■ **TASKS TO COMPLETE**:
(1) Translate this sentence from the forum thread on affection in marriage into Spanish: "I feel that I am fulfilling my duty scripturally, but I don't know if I'm being a "husband.""
(2) From the forum thread on affection in marriage, extract the passage starting at "The focus of" and ending at "in the world.".
(3) Answer these questions using the forum thread on affection in marriage:
(a) What degree is the original poster working on?
(b) With whom does the original poster hug, cuddle, snuggle, and kiss while feeling a surge of warmth?
(c) What does the poster's wife usually refer to when she talks about wanting to be loved?

■ **DOCUMENT EXTRACT**:
Looking for advice on this. I don't know if this is an Aspie thing, or just an everybody thing:

Let me start off by saying in my own way, I love my wife. Lately, I have been having a lot of trouble grasping the concept of what "love" means. I have a deep care and concern for my wife's health, welfare, and happiness. I appreciate all of the things that she does for me on a daily basis and, like the Bible says (we're both Christians), I would be willing to lay my life down for her. But, love..... that's a tough emotion to say yes or no to.

The focus of this post is affection. I don't get it. When I say that, I'm not saying I don't receive it, I'm saying I, a presumably intelligent individual working on a master's in counseling, do not get the idea of affection. Like any red-blooded male, I understand the idea of release, but I'm.... just... awkward, I guess you could say. She wants to be "loved." My male brain immediately jumps to "ah! flowers! Got ya" But, no, that is not the answer. It's like I don't feel compelled to show affection; like I'm... impeded in some way from having the urge or desire to touch, hold, or even kiss with meaning. Even in our physical interactions, I feel awkward, self-analytical, and "impeded." It makes me feel the the worst husband in the world.

I feel like I have put her through hell and back with my childhood stories of issues, and my current fight against whatever this Asperger thing is. I actually offered her the option once to find someone who can make her as happy as she wants. Thankfully, she didn't.

Now, my kids are a different story. I hug, cuddle, snuggle, kiss, and feel a great surge of warmth and acceptance from our interactions. But my wife..... I Just. Don't. Know.

I feel that I am fulfilling my duty scripturally, but I don't know if I'm being a "husband."

Even if it's not biblical advice, please render your opinions

Thanks everyone. I'm kind of in a funk today.
 
I doubt very much that this is "an Aspie thing," though your analytical responses in your interactions with her probably do stem from the ASD. If you're unsure what she means by "loved," you must talk to her. Talk to her even if you know what she means, because communication is absolutely necessary in addressing this issue.

Best wishes.
 
I doubt very much that this is "an Aspie thing," though your analytical responses in your interactions with her probably do stem from the ASD. If you're unsure what she means by "loved," you must talk to her. Talk to her even if you know what she means, because communication is absolutely necessary in addressing this issue.

Best wishes.

We have talked about it many times before. She usually refers to being touched, or sent a text message, or something to show her that I'm thinking about her. My problem is it's really difficult to do for some reason. I feel.....mechanical, I guess is the word. I feel like I'm doing something just to do it, instead of out of affection. It's really hard to explain. And, sometimes, I judge what her motives or reaction is going to be to the action. I view it as being considerate to her feelings; she views it as being treated as nothing more than a "roommate."

I hope this makes sense....
 
It sounds to me like your wife just wants you to show your affection without over-thinking it. Don't worry about her reactions before they happen---just act and watch what happens.

■ **COLLECTED MATERIAL**:
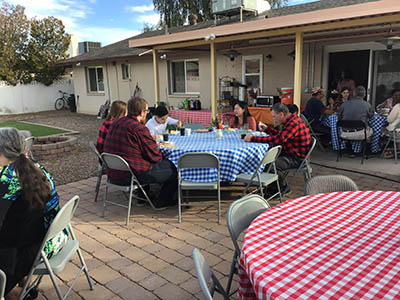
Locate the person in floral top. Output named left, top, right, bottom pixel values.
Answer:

■ **THE RESPONSES**:
(1) Siento que estoy cumpliendo mi deber según las Escrituras, pero no sé si estoy siendo un «esposo».

(2)
The focus of this post is affection. I don't get it. When I say that, I'm not saying I don't receive it, I'm saying I, a presumably intelligent individual working on a master's in counseling, do not get the idea of affection. Like any red-blooded male, I understand the idea of release, but I'm.... just... awkward, I guess you could say. She wants to be "loved." My male brain immediately jumps to "ah! flowers! Got ya" But, no, that is not the answer. It's like I don't feel compelled to show affection; like I'm... impeded in some way from having the urge or desire to touch, hold, or even kiss with meaning. Even in our physical interactions, I feel awkward, self-analytical, and "impeded." It makes me feel the the worst husband in the world.

(3)
(a) A master's in counseling.
(b) The poster's kids.
(c) Being touched, being sent a text message, or something else showing that the poster is thinking about her.